--- START OF Data shown ---

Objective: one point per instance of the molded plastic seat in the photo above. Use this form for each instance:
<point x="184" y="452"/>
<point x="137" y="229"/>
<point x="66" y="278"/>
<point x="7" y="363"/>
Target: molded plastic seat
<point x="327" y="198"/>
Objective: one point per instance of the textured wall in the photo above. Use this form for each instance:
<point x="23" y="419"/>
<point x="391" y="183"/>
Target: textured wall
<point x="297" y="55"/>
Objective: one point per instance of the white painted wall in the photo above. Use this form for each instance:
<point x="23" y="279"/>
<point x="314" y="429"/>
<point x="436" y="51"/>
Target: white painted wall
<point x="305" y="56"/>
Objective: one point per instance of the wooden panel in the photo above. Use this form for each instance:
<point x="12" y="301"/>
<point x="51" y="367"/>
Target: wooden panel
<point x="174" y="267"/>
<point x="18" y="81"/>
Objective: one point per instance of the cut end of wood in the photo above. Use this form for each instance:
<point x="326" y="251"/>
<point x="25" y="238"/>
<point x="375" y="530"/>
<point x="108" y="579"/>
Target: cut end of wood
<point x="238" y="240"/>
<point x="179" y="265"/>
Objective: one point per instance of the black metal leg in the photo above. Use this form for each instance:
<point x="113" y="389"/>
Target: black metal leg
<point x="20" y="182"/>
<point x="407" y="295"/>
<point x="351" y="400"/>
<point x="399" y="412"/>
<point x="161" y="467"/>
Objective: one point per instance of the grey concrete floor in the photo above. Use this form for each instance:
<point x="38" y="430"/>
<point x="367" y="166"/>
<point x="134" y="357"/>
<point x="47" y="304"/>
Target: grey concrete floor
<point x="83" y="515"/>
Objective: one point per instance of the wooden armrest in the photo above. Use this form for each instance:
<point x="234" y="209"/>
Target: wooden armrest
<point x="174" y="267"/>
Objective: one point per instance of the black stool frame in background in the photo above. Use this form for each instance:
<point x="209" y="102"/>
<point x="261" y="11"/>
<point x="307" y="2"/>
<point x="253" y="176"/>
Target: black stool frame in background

--- END OF Data shown ---

#### Instructions for the task:
Reproduce all of the records exactly.

#### Answer:
Objective: one point per instance of the molded plastic seat in the photo above. Use this form for each instance:
<point x="184" y="452"/>
<point x="137" y="229"/>
<point x="66" y="278"/>
<point x="7" y="363"/>
Target: molded plastic seat
<point x="327" y="198"/>
Objective: one point per instance of the textured wall in the photo above. Use this form for each instance:
<point x="23" y="419"/>
<point x="391" y="183"/>
Target: textured wall
<point x="297" y="55"/>
Objective: one point per instance of the white painted wall in the photo above. Use this form for each instance:
<point x="23" y="279"/>
<point x="314" y="429"/>
<point x="436" y="51"/>
Target: white painted wall
<point x="305" y="56"/>
Objective: one point per instance of the wooden panel in the photo above. Use this form for each instance:
<point x="12" y="301"/>
<point x="51" y="367"/>
Target: wooden panel
<point x="174" y="267"/>
<point x="18" y="81"/>
Objective: one point per instance of the cut end of wood in the photo above. Use this form for each instance:
<point x="326" y="251"/>
<point x="25" y="238"/>
<point x="375" y="530"/>
<point x="108" y="579"/>
Target: cut end of wood
<point x="238" y="240"/>
<point x="179" y="265"/>
Objective: one point per instance of the black metal leg in the photo above. Use this form for each instance:
<point x="113" y="389"/>
Target: black metal leg
<point x="20" y="182"/>
<point x="407" y="295"/>
<point x="351" y="400"/>
<point x="399" y="412"/>
<point x="161" y="467"/>
Objective: one point per instance of the grey concrete floor in the photo above. Use this form for each instance:
<point x="38" y="430"/>
<point x="367" y="166"/>
<point x="134" y="357"/>
<point x="47" y="304"/>
Target: grey concrete floor
<point x="83" y="515"/>
Objective: one point per instance of the wooden armrest in the photo above. Use this form for each instance:
<point x="234" y="209"/>
Target: wooden armrest
<point x="174" y="267"/>
Objective: one point per instance of the black stool frame in background in the photo above. Use this form for each instance:
<point x="209" y="102"/>
<point x="261" y="11"/>
<point x="307" y="2"/>
<point x="253" y="176"/>
Target: black stool frame in background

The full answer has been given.